> Description of the task
Rewrite the items below as a Markdown table with two columns, "Row" for a running number and "Line" for the text of each line, and skip any blank lines. Omit the pictures.

> Provided information
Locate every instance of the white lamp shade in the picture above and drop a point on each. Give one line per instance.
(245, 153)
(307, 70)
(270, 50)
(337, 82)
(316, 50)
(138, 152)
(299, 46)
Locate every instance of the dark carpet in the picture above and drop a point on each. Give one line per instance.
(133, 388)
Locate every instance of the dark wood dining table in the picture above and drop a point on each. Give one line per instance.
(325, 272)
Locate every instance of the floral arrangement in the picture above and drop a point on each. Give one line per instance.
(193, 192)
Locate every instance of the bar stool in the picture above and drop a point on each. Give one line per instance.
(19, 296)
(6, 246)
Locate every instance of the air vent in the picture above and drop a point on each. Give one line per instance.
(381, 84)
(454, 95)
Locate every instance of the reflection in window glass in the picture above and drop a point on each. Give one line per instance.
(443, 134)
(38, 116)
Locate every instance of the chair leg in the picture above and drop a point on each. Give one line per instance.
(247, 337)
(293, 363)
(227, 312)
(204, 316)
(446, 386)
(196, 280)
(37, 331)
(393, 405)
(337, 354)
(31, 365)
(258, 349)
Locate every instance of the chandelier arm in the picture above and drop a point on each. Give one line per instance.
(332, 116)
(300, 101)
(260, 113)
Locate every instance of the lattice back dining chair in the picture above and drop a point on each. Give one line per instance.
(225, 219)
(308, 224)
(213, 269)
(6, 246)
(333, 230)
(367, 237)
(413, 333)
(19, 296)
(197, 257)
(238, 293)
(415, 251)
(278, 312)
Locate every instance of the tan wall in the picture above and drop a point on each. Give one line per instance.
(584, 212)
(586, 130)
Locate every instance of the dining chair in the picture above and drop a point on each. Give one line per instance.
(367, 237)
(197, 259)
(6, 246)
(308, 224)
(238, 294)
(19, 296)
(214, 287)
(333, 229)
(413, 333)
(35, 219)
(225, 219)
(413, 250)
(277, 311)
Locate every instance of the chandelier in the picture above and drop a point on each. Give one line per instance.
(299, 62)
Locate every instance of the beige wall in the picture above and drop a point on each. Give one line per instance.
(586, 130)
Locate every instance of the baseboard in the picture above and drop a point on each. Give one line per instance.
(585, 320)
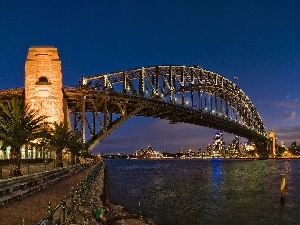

> Solution to this problem
| Row | Line |
|---|---|
| 1 | Locate every instance of the white lamp shade in the picture above and drop a point on each. Give one line per instance. |
| 2 | (245, 153) |
| 3 | (307, 70) |
| 4 | (270, 50) |
| 5 | (337, 82) |
| 6 | (316, 50) |
| 7 | (138, 152) |
| 8 | (299, 46) |
| 9 | Locate every instance of the dark carpet in the picture above and drop a point on each. Give one line per instance. |
| 10 | (133, 388) |
| 11 | Locate every instance of the dark wood dining table in the picture above and drop a point on each. Give one line per instance. |
| 12 | (325, 272) |
| 13 | Locate every instance of the floral arrangement in the picture above and drop a point on each. Give one line per instance. |
| 14 | (193, 192) |
| 15 | Locate every instance of the bar stool in the picture above and drop a point on each. Give one line per instance. |
| 16 | (19, 296) |
| 17 | (6, 246) |
| 18 | Locate every instance of the air vent in the picture above and drop a point on each. Give one line per instance. |
| 19 | (381, 84) |
| 20 | (454, 95) |
| 21 | Locate every instance of the reflection in window glass in the picture above and drop a point on each. Give one line per instance. |
| 22 | (443, 134) |
| 23 | (38, 116) |
| 24 | Locate every instance of the chair leg in the picture above and drop a point on each. Give one line per instance. |
| 25 | (247, 337) |
| 26 | (293, 363) |
| 27 | (227, 312) |
| 28 | (204, 316) |
| 29 | (446, 386) |
| 30 | (196, 280) |
| 31 | (37, 331) |
| 32 | (393, 405) |
| 33 | (337, 354) |
| 34 | (31, 365) |
| 35 | (258, 349) |
| 36 | Locate every instance of the chandelier arm in the picture above and drop a point on each. Give one line per instance. |
| 37 | (332, 116) |
| 38 | (300, 101) |
| 39 | (260, 113) |
| 40 | Locate every instance of the lattice back dining chair in the picture above and drop a point on each. Give one line per instance. |
| 41 | (225, 219) |
| 42 | (308, 224) |
| 43 | (213, 269) |
| 44 | (6, 246) |
| 45 | (333, 230) |
| 46 | (367, 237) |
| 47 | (413, 333) |
| 48 | (19, 296) |
| 49 | (197, 257) |
| 50 | (238, 293) |
| 51 | (415, 251) |
| 52 | (278, 312) |
| 53 | Locate every instance of the tan wall in the picture above and drop a point on each. Give one line per instance. |
| 54 | (584, 212) |
| 55 | (586, 130) |
| 56 | Locate every instance of the dining chair in the picture above and drop a point on each. Give one line per instance. |
| 57 | (367, 237) |
| 58 | (197, 259) |
| 59 | (6, 246) |
| 60 | (308, 224) |
| 61 | (238, 294) |
| 62 | (19, 296) |
| 63 | (214, 287) |
| 64 | (333, 229) |
| 65 | (413, 333) |
| 66 | (35, 219) |
| 67 | (225, 219) |
| 68 | (413, 250) |
| 69 | (277, 311) |
| 70 | Locate every instance of the chandelier in the picture above and drop a point on each. Give one line per instance. |
| 71 | (299, 62) |
| 72 | Locate every instance of the beige wall in the picture above and drop a point on each. Give one line per instance. |
| 73 | (586, 130) |
| 74 | Locate every instance of the baseboard in the picture above and drop a point on each. Give one line per instance. |
| 75 | (585, 320) |